INSTRUCTIONS FOR THE TASK -
For each line in the data below, write an exact copy.

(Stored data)

• • • •

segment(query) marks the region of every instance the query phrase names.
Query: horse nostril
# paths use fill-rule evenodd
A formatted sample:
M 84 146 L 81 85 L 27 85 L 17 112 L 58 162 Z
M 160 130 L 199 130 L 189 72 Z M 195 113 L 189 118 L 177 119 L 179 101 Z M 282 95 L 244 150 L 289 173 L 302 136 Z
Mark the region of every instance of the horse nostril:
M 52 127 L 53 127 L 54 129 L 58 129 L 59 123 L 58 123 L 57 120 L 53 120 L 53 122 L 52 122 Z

• • • •

REPLY TO THE TASK -
segment(query) marks the region of every instance the query phrase names.
Query: horse nostril
# paths use fill-rule evenodd
A formatted sample:
M 84 146 L 81 85 L 27 85 L 17 112 L 58 162 Z
M 160 130 L 199 130 L 189 72 Z M 195 113 L 189 118 L 177 119 L 179 101 Z M 282 95 L 244 150 L 289 173 L 302 136 Z
Mark the region of every instance of the horse nostril:
M 52 127 L 53 127 L 54 129 L 58 129 L 59 123 L 58 123 L 57 120 L 53 120 L 53 122 L 52 122 Z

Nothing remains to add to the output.